Records excerpted from a collection
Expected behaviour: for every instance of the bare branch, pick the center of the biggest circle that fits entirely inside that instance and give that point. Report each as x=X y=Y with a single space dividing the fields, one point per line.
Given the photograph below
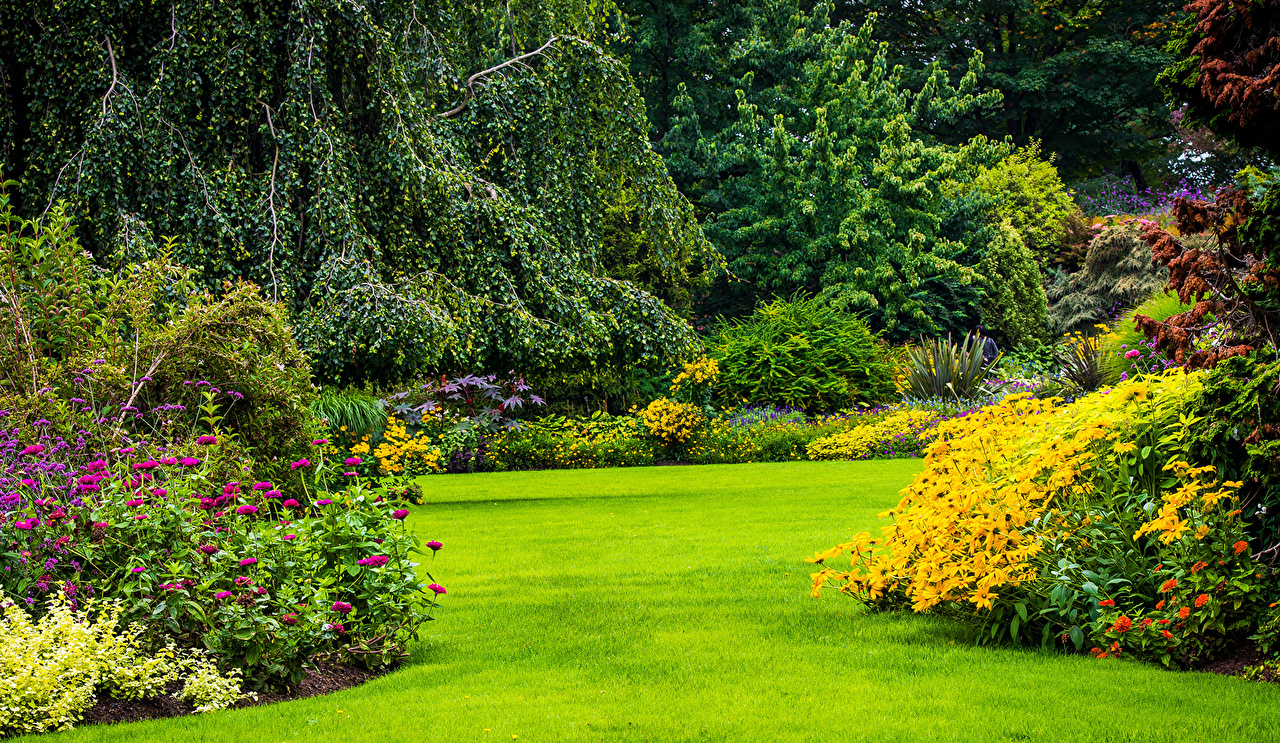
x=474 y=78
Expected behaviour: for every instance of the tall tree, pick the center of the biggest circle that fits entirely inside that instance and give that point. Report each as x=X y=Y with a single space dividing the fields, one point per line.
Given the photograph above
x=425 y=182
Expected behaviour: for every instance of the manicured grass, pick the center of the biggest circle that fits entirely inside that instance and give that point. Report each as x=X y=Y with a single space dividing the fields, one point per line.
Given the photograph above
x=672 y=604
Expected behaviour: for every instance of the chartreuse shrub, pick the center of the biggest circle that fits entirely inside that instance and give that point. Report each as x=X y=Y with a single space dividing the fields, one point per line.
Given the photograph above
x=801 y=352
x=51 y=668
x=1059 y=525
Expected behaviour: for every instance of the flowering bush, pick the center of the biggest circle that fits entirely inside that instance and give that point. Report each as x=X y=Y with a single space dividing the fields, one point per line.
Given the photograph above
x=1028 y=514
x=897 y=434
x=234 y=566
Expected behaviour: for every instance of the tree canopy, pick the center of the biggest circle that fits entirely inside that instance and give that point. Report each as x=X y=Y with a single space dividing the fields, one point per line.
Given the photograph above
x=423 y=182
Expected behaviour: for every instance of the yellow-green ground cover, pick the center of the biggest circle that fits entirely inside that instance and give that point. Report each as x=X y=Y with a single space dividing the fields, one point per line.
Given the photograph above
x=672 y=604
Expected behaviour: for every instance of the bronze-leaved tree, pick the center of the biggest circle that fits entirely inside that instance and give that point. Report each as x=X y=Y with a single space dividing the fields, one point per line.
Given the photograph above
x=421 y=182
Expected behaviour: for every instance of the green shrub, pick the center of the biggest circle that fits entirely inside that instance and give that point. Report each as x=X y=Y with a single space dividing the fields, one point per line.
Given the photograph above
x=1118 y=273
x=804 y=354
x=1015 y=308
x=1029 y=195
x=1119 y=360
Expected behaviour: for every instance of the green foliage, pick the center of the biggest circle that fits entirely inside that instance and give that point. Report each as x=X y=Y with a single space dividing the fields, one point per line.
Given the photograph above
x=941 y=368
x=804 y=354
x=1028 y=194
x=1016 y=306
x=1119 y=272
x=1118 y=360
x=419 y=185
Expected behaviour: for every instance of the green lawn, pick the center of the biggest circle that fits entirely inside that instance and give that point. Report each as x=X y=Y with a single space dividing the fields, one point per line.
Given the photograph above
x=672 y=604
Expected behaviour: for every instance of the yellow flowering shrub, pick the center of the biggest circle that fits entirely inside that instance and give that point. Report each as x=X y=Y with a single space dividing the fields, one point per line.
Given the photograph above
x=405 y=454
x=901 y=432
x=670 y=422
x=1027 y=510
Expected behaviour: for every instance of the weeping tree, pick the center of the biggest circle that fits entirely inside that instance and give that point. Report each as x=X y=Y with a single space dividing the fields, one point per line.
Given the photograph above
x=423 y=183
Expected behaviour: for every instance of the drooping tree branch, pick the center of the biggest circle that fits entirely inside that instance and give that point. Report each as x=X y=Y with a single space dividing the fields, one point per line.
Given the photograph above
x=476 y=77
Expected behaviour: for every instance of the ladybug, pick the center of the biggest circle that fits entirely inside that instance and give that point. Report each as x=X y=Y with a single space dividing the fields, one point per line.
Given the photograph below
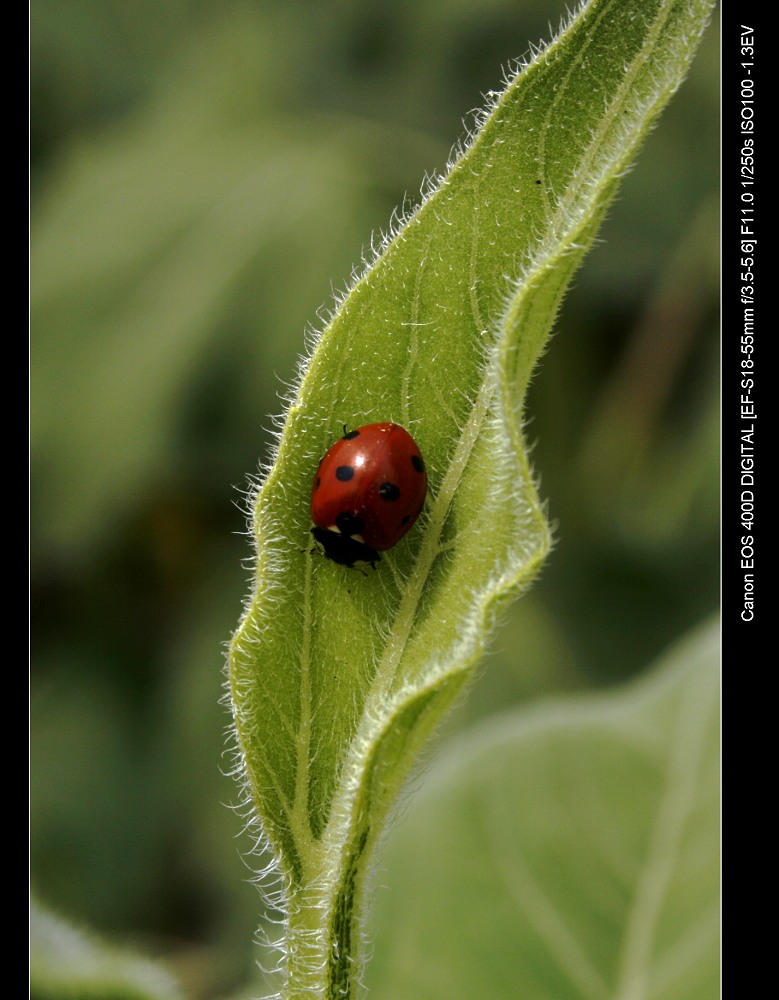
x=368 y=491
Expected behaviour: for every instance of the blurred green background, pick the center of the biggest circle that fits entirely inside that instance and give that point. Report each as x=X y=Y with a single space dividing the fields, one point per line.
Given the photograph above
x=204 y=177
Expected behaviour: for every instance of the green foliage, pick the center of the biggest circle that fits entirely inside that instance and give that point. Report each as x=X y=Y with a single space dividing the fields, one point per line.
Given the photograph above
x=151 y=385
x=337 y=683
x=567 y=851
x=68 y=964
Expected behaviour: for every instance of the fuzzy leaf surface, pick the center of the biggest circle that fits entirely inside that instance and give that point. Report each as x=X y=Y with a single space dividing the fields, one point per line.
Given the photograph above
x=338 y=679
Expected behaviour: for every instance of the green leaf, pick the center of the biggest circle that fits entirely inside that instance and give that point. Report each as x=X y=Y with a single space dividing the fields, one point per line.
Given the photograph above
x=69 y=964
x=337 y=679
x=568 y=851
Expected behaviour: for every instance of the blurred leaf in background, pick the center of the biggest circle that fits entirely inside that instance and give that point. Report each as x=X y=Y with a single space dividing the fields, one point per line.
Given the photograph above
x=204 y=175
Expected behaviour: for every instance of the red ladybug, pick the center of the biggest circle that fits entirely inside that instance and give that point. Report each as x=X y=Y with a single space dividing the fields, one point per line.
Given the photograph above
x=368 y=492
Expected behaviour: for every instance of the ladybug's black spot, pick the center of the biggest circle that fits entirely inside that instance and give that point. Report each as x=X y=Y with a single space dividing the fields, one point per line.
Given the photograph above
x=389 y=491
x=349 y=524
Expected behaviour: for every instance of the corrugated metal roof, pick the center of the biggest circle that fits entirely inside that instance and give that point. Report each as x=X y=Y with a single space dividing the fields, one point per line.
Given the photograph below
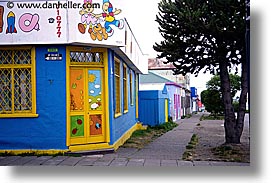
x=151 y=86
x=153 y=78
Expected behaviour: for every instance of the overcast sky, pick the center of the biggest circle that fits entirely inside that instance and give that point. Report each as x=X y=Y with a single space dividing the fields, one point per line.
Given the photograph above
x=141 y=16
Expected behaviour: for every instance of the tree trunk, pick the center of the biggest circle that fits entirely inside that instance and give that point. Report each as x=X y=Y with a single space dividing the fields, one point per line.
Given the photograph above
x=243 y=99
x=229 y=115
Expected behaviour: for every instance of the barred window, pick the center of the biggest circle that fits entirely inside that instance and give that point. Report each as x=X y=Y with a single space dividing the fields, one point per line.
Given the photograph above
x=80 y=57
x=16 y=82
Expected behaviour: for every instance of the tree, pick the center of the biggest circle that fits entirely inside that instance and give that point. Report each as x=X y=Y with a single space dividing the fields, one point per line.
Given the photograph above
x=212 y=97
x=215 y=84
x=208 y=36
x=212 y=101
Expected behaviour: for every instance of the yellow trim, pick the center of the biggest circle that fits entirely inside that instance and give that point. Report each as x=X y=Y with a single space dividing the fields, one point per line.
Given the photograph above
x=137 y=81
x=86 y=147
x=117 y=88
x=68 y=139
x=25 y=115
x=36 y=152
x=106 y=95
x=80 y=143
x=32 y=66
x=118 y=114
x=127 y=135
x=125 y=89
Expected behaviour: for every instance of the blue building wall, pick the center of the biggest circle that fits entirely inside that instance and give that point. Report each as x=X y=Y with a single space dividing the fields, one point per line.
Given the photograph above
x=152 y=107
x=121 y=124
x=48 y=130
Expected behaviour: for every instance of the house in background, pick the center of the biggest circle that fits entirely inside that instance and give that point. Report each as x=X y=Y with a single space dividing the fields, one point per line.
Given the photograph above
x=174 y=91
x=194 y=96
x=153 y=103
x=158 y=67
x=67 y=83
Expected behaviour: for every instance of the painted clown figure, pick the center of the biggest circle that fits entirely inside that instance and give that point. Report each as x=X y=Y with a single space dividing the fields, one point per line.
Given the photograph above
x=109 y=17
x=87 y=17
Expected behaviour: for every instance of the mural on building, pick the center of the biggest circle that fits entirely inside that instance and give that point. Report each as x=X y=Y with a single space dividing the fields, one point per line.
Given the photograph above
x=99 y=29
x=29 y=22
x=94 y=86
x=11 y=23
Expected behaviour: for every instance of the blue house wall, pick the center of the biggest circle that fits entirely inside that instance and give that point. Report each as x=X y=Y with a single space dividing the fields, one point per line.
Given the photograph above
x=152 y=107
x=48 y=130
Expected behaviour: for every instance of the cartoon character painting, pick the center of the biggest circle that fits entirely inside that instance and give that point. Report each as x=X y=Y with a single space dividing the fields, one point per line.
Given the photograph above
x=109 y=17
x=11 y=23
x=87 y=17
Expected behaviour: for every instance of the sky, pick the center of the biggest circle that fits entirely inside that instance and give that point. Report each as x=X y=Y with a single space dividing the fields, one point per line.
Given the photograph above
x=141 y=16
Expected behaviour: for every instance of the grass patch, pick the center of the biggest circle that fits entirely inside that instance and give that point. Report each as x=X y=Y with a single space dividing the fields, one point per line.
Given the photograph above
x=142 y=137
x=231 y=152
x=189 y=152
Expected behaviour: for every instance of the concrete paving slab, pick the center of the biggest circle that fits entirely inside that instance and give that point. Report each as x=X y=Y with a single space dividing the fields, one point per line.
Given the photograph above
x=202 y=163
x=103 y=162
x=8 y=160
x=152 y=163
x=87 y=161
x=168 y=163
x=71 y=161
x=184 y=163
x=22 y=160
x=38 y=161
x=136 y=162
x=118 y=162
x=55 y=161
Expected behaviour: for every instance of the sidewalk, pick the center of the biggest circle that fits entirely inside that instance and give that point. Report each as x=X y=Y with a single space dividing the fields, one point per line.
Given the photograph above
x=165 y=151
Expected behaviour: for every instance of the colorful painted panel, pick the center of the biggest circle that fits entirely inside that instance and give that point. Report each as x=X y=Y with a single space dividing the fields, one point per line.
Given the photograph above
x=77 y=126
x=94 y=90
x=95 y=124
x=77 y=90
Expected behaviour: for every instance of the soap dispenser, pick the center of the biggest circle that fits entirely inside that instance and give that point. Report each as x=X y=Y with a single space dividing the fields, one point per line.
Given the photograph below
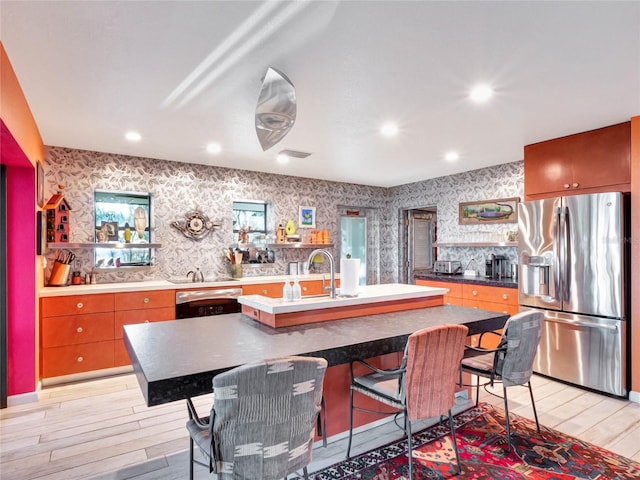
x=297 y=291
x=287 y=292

(PROBLEM STATEMENT): Starting with the line containing "Expected behaviour: for every instance of the chartreuse" and going on through the line containing "x=423 y=182", reproduce those lines, requests included, scaling every coordinate in the answers by 1.4 and rounding to whole numbers with halves rounded up. Leave the numbers in the requests and their format samples unchanged, and return only those lines.

(REPLY TO THE EXERCISE):
Expected behaviour: for every instance of the chartreuse shrub, pick the center of the biggest circle that fits entirely inside that instance and give that point. Report each as x=X y=Y with a single space dividing the fields, one point per line.
Given the photograph above
x=1121 y=493
x=71 y=935
x=1483 y=735
Expected behaviour: for every instance of the flowering bush, pick the center of the biggest circle that fits entirely inside that instance and give that point. Report each as x=X y=Y with a single space dividing the fields, one point per line.
Given the photograph above
x=1439 y=720
x=1256 y=608
x=328 y=792
Expected behaviour: for every instance of the tree canopy, pick the center of the biggest circle that fits entirely inside that instance and give that point. Report each as x=X y=Y with a single space dividing the fields, one point per line.
Given the photograph above
x=592 y=255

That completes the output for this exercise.